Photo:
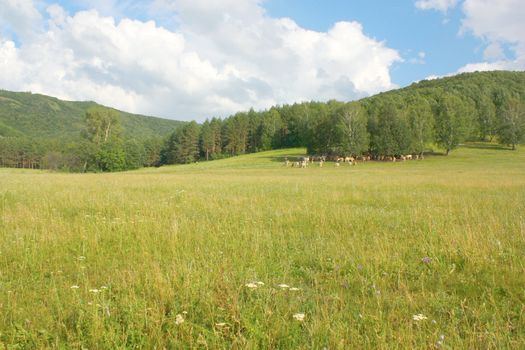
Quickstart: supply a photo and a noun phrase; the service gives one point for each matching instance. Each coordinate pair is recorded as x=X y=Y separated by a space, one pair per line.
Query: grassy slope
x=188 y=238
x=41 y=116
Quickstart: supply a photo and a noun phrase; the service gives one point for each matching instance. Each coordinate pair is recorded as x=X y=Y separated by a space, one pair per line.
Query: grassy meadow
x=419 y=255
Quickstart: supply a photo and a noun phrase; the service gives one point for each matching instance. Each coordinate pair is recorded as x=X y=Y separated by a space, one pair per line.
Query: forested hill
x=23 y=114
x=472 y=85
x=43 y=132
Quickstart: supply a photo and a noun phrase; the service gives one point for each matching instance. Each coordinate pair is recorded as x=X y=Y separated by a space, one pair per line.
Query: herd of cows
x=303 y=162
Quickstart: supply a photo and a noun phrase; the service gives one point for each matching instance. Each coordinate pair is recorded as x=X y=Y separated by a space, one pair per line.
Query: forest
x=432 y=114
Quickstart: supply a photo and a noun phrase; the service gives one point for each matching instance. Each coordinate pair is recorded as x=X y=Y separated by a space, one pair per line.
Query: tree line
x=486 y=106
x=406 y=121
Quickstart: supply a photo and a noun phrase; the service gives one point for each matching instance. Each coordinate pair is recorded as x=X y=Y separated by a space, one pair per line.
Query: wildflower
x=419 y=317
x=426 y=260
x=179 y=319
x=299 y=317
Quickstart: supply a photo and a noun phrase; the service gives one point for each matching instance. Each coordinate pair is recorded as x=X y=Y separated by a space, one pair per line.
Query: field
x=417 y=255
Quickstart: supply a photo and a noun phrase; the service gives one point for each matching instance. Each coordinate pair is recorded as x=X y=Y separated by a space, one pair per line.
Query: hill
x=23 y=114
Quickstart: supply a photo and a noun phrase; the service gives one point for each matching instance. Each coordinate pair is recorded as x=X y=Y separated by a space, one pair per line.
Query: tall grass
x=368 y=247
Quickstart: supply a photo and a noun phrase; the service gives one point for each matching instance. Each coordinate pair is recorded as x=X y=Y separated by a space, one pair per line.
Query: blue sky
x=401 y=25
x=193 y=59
...
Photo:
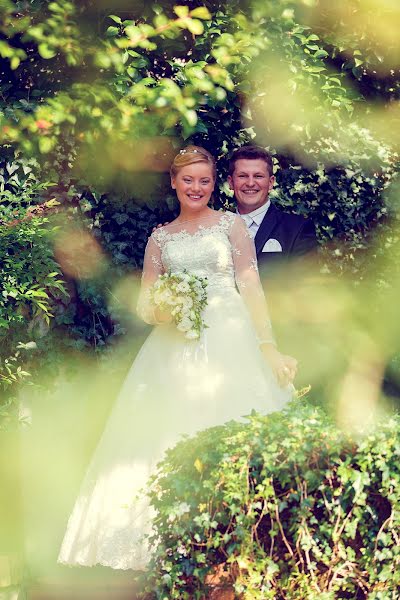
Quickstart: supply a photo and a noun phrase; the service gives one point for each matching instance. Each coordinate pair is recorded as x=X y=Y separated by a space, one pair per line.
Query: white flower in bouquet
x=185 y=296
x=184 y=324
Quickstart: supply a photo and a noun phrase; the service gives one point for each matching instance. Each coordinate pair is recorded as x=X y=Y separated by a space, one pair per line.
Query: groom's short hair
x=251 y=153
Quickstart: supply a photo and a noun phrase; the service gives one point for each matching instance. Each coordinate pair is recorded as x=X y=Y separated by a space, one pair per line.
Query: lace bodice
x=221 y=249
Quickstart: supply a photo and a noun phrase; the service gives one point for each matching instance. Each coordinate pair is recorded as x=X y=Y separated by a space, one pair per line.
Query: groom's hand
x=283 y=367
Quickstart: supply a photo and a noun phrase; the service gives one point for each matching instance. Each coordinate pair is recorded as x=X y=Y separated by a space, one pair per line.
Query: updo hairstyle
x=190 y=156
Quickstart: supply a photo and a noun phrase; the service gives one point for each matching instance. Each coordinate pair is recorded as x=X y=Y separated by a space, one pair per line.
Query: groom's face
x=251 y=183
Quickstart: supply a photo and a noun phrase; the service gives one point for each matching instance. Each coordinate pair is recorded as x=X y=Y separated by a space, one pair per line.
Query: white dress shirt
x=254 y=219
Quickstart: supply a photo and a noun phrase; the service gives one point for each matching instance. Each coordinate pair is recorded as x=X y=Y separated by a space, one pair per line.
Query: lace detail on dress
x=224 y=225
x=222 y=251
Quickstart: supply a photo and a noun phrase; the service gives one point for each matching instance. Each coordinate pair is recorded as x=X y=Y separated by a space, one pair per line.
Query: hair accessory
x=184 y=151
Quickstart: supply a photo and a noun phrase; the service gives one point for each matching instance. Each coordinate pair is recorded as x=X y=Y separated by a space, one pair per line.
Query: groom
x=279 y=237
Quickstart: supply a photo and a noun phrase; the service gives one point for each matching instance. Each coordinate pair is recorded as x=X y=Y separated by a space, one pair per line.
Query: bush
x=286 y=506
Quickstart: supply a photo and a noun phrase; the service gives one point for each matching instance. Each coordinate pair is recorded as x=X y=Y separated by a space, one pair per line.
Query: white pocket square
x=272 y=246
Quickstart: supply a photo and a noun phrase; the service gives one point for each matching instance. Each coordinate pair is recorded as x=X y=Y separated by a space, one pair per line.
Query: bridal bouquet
==
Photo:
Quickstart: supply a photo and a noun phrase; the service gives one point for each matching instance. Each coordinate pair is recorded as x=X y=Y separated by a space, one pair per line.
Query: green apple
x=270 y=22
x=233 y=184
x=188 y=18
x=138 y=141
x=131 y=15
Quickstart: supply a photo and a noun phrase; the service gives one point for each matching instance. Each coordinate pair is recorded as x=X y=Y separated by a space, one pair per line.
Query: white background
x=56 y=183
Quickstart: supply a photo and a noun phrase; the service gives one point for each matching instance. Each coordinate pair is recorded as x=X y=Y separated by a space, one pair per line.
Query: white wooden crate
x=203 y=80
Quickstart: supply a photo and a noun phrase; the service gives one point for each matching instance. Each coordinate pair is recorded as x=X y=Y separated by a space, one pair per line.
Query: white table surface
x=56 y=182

> [Requirement]
Identify every line of the records above that contains the word "white", and copy each one. Case counts.

> [Response]
Query: white flower in bouquet
Query: white dress shirt
Query: white pocket square
Query: white background
Query: white wooden crate
Query: white table surface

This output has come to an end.